● **What is being asked**: The answer must restate every record word for word.
• • • • •
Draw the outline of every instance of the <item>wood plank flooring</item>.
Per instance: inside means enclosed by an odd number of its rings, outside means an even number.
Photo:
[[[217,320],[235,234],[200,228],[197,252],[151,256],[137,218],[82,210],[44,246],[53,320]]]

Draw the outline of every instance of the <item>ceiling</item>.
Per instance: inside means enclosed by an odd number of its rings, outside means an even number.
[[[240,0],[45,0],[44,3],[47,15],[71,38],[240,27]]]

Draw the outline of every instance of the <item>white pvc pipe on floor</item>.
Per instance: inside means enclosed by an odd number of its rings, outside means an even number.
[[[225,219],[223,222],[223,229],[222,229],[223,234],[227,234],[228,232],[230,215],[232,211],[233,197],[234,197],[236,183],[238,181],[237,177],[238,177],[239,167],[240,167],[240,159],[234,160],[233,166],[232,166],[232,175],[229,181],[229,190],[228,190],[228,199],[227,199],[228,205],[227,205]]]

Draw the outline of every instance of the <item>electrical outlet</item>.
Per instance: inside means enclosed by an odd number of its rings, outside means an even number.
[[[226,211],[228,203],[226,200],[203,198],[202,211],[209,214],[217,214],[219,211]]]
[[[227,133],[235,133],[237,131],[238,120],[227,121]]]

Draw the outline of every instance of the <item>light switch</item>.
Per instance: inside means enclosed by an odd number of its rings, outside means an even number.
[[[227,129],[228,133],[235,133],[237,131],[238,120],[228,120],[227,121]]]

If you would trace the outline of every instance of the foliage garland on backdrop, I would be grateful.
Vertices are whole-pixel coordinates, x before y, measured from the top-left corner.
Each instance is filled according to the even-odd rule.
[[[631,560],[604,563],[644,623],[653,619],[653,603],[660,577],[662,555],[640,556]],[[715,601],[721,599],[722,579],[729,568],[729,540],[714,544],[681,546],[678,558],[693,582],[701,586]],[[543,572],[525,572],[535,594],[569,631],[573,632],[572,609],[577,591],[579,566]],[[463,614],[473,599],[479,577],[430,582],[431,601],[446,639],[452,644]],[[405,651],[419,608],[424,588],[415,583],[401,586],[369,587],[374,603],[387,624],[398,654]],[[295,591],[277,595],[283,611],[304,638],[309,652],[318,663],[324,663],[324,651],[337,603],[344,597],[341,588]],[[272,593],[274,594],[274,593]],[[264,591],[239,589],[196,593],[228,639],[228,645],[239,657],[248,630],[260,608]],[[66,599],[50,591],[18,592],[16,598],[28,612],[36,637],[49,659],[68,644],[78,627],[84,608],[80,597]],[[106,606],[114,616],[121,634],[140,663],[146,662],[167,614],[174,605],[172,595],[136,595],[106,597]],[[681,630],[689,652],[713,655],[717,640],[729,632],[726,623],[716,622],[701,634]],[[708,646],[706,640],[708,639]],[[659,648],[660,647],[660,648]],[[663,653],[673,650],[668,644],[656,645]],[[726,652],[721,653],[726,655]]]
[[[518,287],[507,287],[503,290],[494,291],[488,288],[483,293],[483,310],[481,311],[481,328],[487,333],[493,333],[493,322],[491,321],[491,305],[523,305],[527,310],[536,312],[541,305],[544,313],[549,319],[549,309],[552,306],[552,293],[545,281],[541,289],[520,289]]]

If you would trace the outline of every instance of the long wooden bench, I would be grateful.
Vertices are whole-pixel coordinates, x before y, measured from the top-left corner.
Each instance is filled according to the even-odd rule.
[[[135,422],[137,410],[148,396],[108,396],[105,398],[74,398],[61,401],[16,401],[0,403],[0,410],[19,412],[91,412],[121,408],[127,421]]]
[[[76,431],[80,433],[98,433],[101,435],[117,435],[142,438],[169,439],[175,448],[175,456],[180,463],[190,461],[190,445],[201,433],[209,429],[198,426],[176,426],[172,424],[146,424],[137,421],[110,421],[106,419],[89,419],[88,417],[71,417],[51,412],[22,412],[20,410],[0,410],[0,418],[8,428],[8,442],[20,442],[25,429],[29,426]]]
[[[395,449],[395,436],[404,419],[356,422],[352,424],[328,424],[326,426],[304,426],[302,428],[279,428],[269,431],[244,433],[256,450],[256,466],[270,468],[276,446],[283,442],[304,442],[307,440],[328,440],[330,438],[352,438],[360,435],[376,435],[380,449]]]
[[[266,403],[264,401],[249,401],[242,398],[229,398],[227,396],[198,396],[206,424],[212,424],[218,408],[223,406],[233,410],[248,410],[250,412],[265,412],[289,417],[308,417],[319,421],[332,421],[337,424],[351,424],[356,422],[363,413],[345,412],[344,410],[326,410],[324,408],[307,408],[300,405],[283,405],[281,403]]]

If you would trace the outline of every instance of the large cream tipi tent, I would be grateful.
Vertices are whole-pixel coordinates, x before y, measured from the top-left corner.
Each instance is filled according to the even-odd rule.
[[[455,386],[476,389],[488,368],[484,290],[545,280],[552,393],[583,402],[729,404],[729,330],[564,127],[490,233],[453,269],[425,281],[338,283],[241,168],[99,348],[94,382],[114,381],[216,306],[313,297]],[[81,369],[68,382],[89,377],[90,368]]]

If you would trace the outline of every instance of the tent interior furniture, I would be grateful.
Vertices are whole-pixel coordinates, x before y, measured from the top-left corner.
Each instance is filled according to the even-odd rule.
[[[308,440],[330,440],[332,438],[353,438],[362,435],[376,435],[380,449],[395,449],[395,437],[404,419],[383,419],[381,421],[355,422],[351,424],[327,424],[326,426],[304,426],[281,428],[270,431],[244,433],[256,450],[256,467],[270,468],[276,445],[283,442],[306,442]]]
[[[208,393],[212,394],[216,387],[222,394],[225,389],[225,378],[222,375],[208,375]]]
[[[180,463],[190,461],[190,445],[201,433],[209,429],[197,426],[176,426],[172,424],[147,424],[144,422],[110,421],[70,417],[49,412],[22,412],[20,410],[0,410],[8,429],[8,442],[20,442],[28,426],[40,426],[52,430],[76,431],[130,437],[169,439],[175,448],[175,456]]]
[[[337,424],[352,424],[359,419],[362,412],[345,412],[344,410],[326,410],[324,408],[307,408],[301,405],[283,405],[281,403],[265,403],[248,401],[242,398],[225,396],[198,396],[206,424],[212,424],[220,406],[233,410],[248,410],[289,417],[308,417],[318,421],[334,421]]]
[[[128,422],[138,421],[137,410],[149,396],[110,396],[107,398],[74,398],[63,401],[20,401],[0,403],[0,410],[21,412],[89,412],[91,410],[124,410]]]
• • • • •
● **Response box**:
Draw the outline of every instance of the <item>wood plank flooring</item>.
Per instance: inside means enclosed by an odd number of its rings, outside means an even number.
Photo:
[[[217,320],[235,234],[200,228],[197,252],[151,256],[137,218],[82,210],[44,246],[53,320]]]

Draw the outline of every instance of the <item>ceiling</item>.
Per instance: inside means enclosed by an odd number of its rings, outside means an even number.
[[[240,0],[45,0],[44,3],[47,15],[71,38],[240,27]]]

Draw the outline of every instance of the <item>white pvc pipe on floor</item>.
Per instance: inside means enclosed by an odd number of its rings, outside means an even number.
[[[225,219],[223,222],[223,229],[222,229],[223,234],[227,234],[228,232],[230,215],[232,211],[233,197],[234,197],[236,183],[238,181],[237,177],[238,177],[239,167],[240,167],[240,159],[234,160],[233,166],[232,166],[232,175],[229,181],[229,190],[228,190],[228,199],[227,199],[228,205],[227,205]]]

Draw the outline of every instance of the <item>electrical outlet</item>.
Per instance: inside means enclosed by an odd number of its rings, outside means an even number.
[[[226,211],[228,203],[226,200],[203,198],[202,211],[209,214],[217,214],[219,211]]]
[[[227,133],[235,133],[237,131],[238,120],[227,121]]]

Draw the outline of every instance of the <item>light switch</item>.
Per instance: inside means enclosed by an odd number of its rings, outside means an even number.
[[[227,129],[228,133],[235,133],[237,131],[238,120],[228,120],[227,121]]]

If you would trace the outline of every instance of the foliage garland on backdrop, I would be grateful.
Vertices are whole-pixel coordinates, x before y, measured from the top-left corner.
Each instance is filled according to the even-odd rule.
[[[631,560],[604,563],[644,623],[653,619],[653,603],[660,577],[662,555],[640,556]],[[715,601],[721,599],[722,579],[729,568],[729,540],[714,544],[681,546],[678,558],[693,582],[701,586]],[[543,572],[525,572],[535,594],[569,631],[573,632],[572,609],[577,591],[579,566]],[[463,614],[473,599],[479,577],[430,582],[431,601],[446,639],[452,644]],[[405,651],[419,608],[424,588],[415,583],[401,586],[369,587],[374,603],[387,624],[398,654]],[[295,591],[277,595],[283,611],[304,638],[309,652],[318,663],[324,663],[324,651],[337,603],[344,597],[341,588]],[[272,593],[274,594],[274,593]],[[264,591],[239,589],[196,593],[228,639],[228,645],[239,657],[248,630],[260,608]],[[66,599],[50,591],[18,592],[16,598],[28,612],[36,637],[49,659],[68,644],[78,627],[84,608],[80,597]],[[106,606],[114,616],[121,634],[140,663],[146,662],[167,614],[174,605],[172,595],[136,595],[106,597]],[[681,630],[689,652],[713,655],[717,640],[729,632],[726,623],[716,622],[701,634]],[[708,646],[706,640],[708,639]],[[659,648],[660,647],[660,648]],[[663,653],[673,650],[668,644],[656,645]],[[726,652],[721,653],[726,655]]]
[[[518,287],[507,287],[503,290],[494,291],[488,288],[483,293],[483,310],[481,311],[481,328],[487,333],[493,333],[493,322],[491,321],[491,305],[523,305],[527,310],[536,312],[541,305],[544,313],[549,319],[549,309],[552,306],[552,293],[545,281],[541,289],[520,289]]]

If you would trace the outline of every instance of the long wooden bench, I would be grateful.
Vertices are whole-pixel coordinates, x before y, measured from the top-left corner.
Each instance is filled according to the even-odd rule.
[[[135,422],[137,410],[148,396],[108,396],[105,398],[74,398],[61,401],[16,401],[0,403],[0,410],[19,412],[91,412],[121,408],[127,421]]]
[[[76,431],[80,433],[98,433],[101,435],[117,435],[142,438],[169,439],[175,448],[175,456],[180,463],[190,461],[190,445],[201,433],[209,429],[198,426],[176,426],[172,424],[146,424],[137,421],[110,421],[106,419],[89,419],[88,417],[71,417],[51,412],[22,412],[20,410],[0,410],[0,418],[8,428],[8,442],[20,442],[25,429],[29,426]]]
[[[395,449],[395,436],[404,419],[356,422],[352,424],[328,424],[326,426],[304,426],[302,428],[279,428],[269,431],[244,433],[256,450],[256,466],[270,468],[276,446],[283,442],[304,442],[307,440],[328,440],[330,438],[352,438],[360,435],[376,435],[380,449]]]
[[[266,403],[264,401],[249,401],[242,398],[229,398],[227,396],[198,396],[206,424],[212,424],[218,408],[223,406],[233,410],[248,410],[250,412],[265,412],[289,417],[308,417],[319,421],[332,421],[337,424],[351,424],[356,422],[363,413],[345,412],[344,410],[326,410],[324,408],[307,408],[300,405],[283,405],[281,403]]]

If you would trace the outline of every instance of the large cream tipi tent, I would be grateful.
Vertices are whole-pixel coordinates, x before y, measured from the top-left corner.
Each instance is filled according to the even-odd rule.
[[[455,386],[476,389],[488,368],[484,290],[545,280],[552,393],[583,402],[729,404],[729,330],[564,127],[490,233],[453,269],[425,281],[338,283],[241,168],[99,348],[94,382],[114,381],[216,306],[313,297]],[[81,369],[68,382],[89,377],[90,368]]]

If you would trace the outline of every instance of the tent interior furniture, I would be grateful.
Vertices are whole-pixel coordinates, x before y, measured from the top-left corner.
Each instance is filled according to the even-odd rule.
[[[308,440],[330,440],[332,438],[353,438],[362,435],[376,435],[380,449],[395,449],[395,437],[404,419],[383,419],[381,421],[355,422],[351,424],[327,424],[326,426],[304,426],[281,428],[270,431],[244,433],[256,450],[256,467],[270,468],[276,445],[283,442],[306,442]]]
[[[208,393],[212,394],[216,387],[222,394],[225,389],[225,378],[222,375],[208,375]]]
[[[180,463],[190,461],[190,445],[201,433],[209,429],[197,426],[176,426],[172,424],[147,424],[144,422],[110,421],[70,417],[49,412],[22,412],[20,410],[0,410],[8,429],[8,442],[20,442],[28,426],[40,426],[52,430],[76,431],[130,437],[169,439],[175,448],[175,456]]]
[[[337,424],[352,424],[359,419],[362,412],[345,412],[344,410],[326,410],[324,408],[307,408],[301,405],[283,405],[281,403],[265,403],[248,401],[242,398],[225,396],[198,396],[206,424],[212,424],[220,406],[233,410],[248,410],[289,417],[308,417],[318,421],[334,421]]]
[[[128,422],[138,421],[137,410],[149,396],[110,396],[107,398],[74,398],[63,401],[20,401],[0,403],[0,410],[21,412],[89,412],[91,410],[124,410]]]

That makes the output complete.